◆ STATED GOAL
In this exercise, reproduce all the entries that follow exactly.

◆ GIVEN INFORMATION
★ ★ ★ ★ ★ ★ ★

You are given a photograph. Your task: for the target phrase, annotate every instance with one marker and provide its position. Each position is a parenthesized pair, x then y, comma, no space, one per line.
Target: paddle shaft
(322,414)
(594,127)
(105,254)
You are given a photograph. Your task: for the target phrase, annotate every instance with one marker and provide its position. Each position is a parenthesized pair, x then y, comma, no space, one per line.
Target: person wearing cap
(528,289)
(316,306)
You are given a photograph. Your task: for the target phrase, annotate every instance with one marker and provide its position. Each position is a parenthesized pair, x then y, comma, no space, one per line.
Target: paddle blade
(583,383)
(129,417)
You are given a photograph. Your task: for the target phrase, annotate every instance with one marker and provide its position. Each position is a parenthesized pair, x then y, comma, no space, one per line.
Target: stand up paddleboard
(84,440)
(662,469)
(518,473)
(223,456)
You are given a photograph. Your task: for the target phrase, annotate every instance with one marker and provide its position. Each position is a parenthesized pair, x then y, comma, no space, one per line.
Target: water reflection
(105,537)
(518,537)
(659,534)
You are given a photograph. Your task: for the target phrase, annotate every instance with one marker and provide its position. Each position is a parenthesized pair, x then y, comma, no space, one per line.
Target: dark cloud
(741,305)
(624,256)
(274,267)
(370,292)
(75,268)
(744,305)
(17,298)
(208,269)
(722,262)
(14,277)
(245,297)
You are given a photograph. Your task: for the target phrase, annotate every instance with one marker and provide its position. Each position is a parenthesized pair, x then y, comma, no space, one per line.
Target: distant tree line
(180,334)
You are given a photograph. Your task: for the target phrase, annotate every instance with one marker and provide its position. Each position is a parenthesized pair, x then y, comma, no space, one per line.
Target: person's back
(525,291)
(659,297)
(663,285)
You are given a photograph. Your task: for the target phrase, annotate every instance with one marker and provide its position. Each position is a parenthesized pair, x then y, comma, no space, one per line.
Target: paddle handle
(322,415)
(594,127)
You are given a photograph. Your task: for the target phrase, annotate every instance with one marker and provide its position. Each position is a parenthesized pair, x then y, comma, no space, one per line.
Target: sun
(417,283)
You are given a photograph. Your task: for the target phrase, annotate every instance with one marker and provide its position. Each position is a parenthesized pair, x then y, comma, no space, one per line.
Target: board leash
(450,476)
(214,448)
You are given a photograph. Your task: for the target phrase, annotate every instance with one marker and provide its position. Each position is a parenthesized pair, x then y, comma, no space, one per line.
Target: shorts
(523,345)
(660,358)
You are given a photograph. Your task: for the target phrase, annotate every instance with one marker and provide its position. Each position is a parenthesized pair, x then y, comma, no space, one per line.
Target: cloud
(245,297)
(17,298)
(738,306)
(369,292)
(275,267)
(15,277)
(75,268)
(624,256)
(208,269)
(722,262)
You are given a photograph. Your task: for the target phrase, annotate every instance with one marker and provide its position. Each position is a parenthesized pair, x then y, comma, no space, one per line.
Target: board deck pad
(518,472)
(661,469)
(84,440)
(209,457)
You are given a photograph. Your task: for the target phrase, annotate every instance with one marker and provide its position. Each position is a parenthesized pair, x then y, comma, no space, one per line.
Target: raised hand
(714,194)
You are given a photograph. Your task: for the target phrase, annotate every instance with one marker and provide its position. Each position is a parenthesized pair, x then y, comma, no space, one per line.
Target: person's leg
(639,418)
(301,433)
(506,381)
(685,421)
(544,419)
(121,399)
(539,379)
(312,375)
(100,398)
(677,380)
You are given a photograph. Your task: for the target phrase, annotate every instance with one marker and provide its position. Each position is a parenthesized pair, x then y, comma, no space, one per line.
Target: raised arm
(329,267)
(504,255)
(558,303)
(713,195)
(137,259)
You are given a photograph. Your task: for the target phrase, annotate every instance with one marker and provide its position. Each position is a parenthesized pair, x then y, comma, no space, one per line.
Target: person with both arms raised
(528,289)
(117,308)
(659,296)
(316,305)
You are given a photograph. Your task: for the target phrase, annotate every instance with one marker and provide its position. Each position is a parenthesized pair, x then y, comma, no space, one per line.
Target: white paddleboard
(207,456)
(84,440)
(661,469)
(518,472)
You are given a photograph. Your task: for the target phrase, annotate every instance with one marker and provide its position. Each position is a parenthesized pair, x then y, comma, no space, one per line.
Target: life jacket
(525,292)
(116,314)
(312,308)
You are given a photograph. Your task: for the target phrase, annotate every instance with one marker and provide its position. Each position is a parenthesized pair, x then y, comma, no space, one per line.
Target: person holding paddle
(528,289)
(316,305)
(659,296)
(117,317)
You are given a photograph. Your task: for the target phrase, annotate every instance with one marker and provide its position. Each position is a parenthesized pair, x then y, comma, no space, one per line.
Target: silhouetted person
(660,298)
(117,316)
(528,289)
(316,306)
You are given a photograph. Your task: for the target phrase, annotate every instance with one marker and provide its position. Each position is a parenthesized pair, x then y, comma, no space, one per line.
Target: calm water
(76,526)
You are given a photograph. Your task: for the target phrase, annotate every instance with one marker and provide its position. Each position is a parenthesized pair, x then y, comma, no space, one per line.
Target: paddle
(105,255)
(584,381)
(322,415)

★ ★ ★ ★ ★ ★ ★

◆ PROBLEM SOLUTION
You are given a photograph. Your task: for the target phrase, annotate every instance with one marker and provide its position. Each position is a parenthesized pair, x then y, comma, no space, one per line.
Target: paddle shaft
(322,414)
(594,127)
(105,254)
You are given a photograph. Your task: for the target phrase, annotate every instance with one marker and provide its position. Each position is a parenthesized pair, x then y, comma, no space, one per line.
Target: person wearing cap
(528,289)
(316,306)
You are given a photograph. Your task: for the target phrase, annotate every instance with one marker and provide its position. Each position is a parenthesized pair, x then y, comma, no space, one per line.
Target: paddle blade
(583,383)
(129,417)
You are given a photograph. Your task: for the target phrase, annotate every instance with one marker and provide its position. Each position is a parenthesized pair, x then y, comma, no space, one per line.
Target: stand up paddleboard
(84,440)
(662,469)
(518,473)
(223,456)
You are given a photograph. Your task: for the target phrase, annotate every instance with one marker and provide its position. Each position is a parenthesized pair, x then y, comma, no space, one per line.
Target: water reflection
(105,537)
(518,537)
(659,534)
You are given a photograph. Your task: for the target phrase, annotate every instance with one marker and provide its position. Each position is a parenthesized pair, x then y, comma, no space, one per line.
Target: dark cloud
(741,305)
(624,256)
(274,267)
(370,292)
(75,268)
(744,305)
(17,298)
(208,269)
(722,262)
(14,277)
(245,297)
You are given a photograph. Your task: for the target phrase, annotate every instance with one marker and provide its position. Each position is a parenthesized pair, x then y, comma, no space, one per line.
Target: distant tree line
(180,334)
You are given a photograph. Your task: for the target phrase, annotate every instance with one marker and provide its position. Each position is a parenthesized pair, x then y, comma, no space, one per line.
Target: person's back
(525,291)
(659,297)
(663,285)
You are given a photograph. Your task: for the target phrase, annotate every instance with one marker and provide its position. Each position is a parenthesized pair, x then y, comma, no space, one per line.
Target: paddle handle
(322,415)
(594,127)
You are given a photograph. Your task: for the target phrase, annotate every instance with one marker and provide its position. Each position is a parenthesized pair, x then y, comma, no space, one per line.
Target: sun
(417,283)
You are given a photograph. Your task: for the target phrase, annotate every instance with one marker and provide its position. Each position is a parenthesized pair, x then y, comma, no space, one per line.
Target: board leash
(450,476)
(214,448)
You are given a photograph. Your task: for the target phrase, annotate every instance with one marker and provide its position. Each position is a parenthesized pair, x then y, comma, no space, one per line.
Target: shorts
(523,345)
(660,358)
You are given a photograph. Your task: for the target phrase, annotate every instance with one marker and provide its position. Each position is a parenthesized pair, x then y, comma, no space, one per line.
Target: cloud
(245,297)
(17,298)
(738,306)
(369,292)
(275,267)
(15,277)
(75,268)
(624,256)
(208,269)
(722,262)
You are given a photograph. Your task: for the target phrase, annotate every instance with one marker and provide its position. Each position is a parenthesized pair, x then y, comma, no space, one per line.
Target: board deck pad
(518,472)
(661,469)
(84,440)
(209,457)
You are given a photograph. Your task: for the target phrase, annotate every instance with one marker and provide its position. Each position is a parenthesized pair, x then y, comma, no space, one per line.
Target: raised hand
(714,194)
You are given a photograph. Your task: for the target phrase, annotate every instance with one marker and provide its position. Each position is a parenthesized pair, x then y, comma, no space, one per line.
Target: person's leg
(639,418)
(301,433)
(506,381)
(685,421)
(544,419)
(121,399)
(539,379)
(312,375)
(100,398)
(677,380)
You are given a photograph. Your task: for the target phrase, annotate every instance with one marker and provide its position. Each position is a parenthesized pair, x then y, comma, no space, one per line.
Target: raised arm
(329,267)
(504,255)
(558,303)
(713,195)
(137,259)
You are given a photograph. Your task: for the target phrase, annotate every instance with one marker and provide its position. Each position is a parenthesized pair, x then y, comma, no space, one per line.
Target: person with both arms raised
(528,289)
(117,308)
(659,296)
(316,305)
You are given a photograph. Your task: for the target phrase, annotate every instance with one marker and provide its position. Each position is a parenthesized pair, x then y, comma, no space, one per line.
Target: white paddleboard
(207,456)
(84,440)
(661,469)
(518,472)
You are given a photograph. Your task: for the target phrase, annotate every instance with one marker and provide its position. Each position is a parenthesized pair, x then y, comma, no space, one per line.
Target: life jacket
(525,292)
(116,314)
(312,308)
You are given a photograph. Your task: for the target phrase, annotate every instance with one marker and provide its position. Each position is a parenthesized pair, x then y, comma, no space, one per line.
Target: person holding paddle
(528,289)
(316,305)
(659,296)
(117,317)
You are given a photograph. Your task: for the target phrase, annotate every instance with one marker and provide its position. Each position is a parenthesized pair, x then y, comma, no space, one per line.
Target: silhouetted person
(660,298)
(117,316)
(528,289)
(316,306)
You are given a photograph. Your task: for the target phrase, annotate every instance with one marker and provide its position. Each position is a parenthesized pair, x then y, comma, no space, one per line.
Target: calm water
(76,526)
You are given a photograph. Your task: for the target phrase, annotate every instance with one marker and provide its position. Each position is a parenthesized pair, x then y, comma, no space, one per line.
Target: paddle
(105,255)
(584,381)
(322,415)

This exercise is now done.